> _Document section_
===

Opinion: COVID-19 and the College Experience


Zoe Plattner

( Photo illustration: Tim Gouw via Unsplash)

I’ve always had a bit of a fatalistic streak.

I believe that my generation is doomed to confront mass extinction with global warming and that the U.S. political system is irrevocably broken. I believe that commercialization has confirmed that American society bears merely the husk of a soul.

It’s official: Everything is absolutely as bad as I thought.

Unfortunately, the COVID-19 pandemic has done nothing but confirm my suspicions. It’s official: Everything is absolutely as bad as I thought. As both a graduating high school senior and a graduating SCC student, there are innumerable unknowns in my future. Which college should I transfer to? Should I go to college? Where would I go if I didn’t? But by far, the biggest question on my mind remains: If I were to go to college, would it be worth the money? There’s more college life than the classes. I enjoy the idea of having a campus — something that I’ve grown to miss in recent days, sitting alone in my room as the days blur together. The ability to sit on a lawn, peruse books in the library, go running and discuss lecture material with my peers are activities I never thought I’d miss. I will be missing out on other iconic milestones this year: I won’t have a prom or a graduation, but the idea of sacrificing a four year college experience is the most gutting. I recall a day when a petting zoo came to SCC. They set up in the middle of the green with all sorts of unusual animals. I sat on the lawn, watching the adorable critters — including a small kangaroo — squirm as students tried to take selfies with them. What is a college without its students? While visiting my grandparents in Bellingham as a kid, we would walk around the WWU campus just to watch the people. Once, we saw an unusual number of students with red bandanas, and an unusual number of students with nerf guns. We later learned it was a huge game of zombies and zombie hunters being played out in real time — and it was then that I decided I would attend WWU. Now, things are a bit different. Schools are scheduled to fully reopen in the fall, but as students have been reminded rather abruptly with the outbreak of a worldwide pandemic, nothing is for certain. Developing a vaccine is the most surefire path to a return to normal. However, the development of a vaccine may take years. Historically, the mumps vaccine took four years to be officially licensed, and to this day it holds the record for the fastest vaccine ever produced. The other path to normalcy is through extreme testing and contact tracing methods. Unfortunately, the prospects of implementation of those methods in time for the fall quarter are looking slim.

A volatile economy, an isolationist society and a world dominated by screens.

So, when it comes to the next school year, I’m preparing for the worst. There are a number of possibilities for a partial reopening of colleges as students and society at large settle into a long arduous fight with the novel coronavirus. Online learning is already the standby for class setups, but for courses that involve more hands on learning, relying on online materials is far from ideal. To help combat this issue, colleges can monitor decreasing class sizes or rotating attendance. A potential solution may be to utilize large spaces such as auditoriums for lectures in order to accommodate social distancing. However, in order to hold in person lectures, it is important to be able to provide housing for the attendees.  As schools across the nation evict dorm residents due to COVID-19 concerns, the idea of putting down a deposit only to be kicked out halfway through is daunting. Alternate options for colleges include reducing the number of dorms available by mandating only one student per room, or even providing students with hotel rooms instead of the traditional dorm. Some predictions show a rise in community college attendance as students become hesitant to take on the loans needed to attend the more expensive four year schools. A volatile economy, an isolationist society and a world dominated by screens. As much as I am anxious to know what will happen in the future, the only thing that can be assured is that the next few years are going to be lonely, turbulent ones.

===

> _Entries excerpted from a collection_
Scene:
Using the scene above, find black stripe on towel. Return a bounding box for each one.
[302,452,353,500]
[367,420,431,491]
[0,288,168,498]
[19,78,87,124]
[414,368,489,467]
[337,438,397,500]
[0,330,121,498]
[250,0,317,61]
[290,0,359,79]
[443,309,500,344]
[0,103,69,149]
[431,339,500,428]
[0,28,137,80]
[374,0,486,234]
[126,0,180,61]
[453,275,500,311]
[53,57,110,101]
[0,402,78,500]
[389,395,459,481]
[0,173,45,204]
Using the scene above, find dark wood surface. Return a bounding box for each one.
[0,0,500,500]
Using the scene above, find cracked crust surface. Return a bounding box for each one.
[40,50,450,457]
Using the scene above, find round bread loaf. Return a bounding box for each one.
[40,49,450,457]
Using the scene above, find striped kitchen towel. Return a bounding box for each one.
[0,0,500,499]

===

> _Description of the task_
Reproduce the opinion piece on COVID-19 and college word for word, everything from "I believe that my" down to "husk of a soul.".

> _Response area_
I believe that my generation is doomed to confront mass extinction with global warming and that the U.S. political system is irrevocably broken. I believe that commercialization has confirmed that American society bears merely the husk of a soul.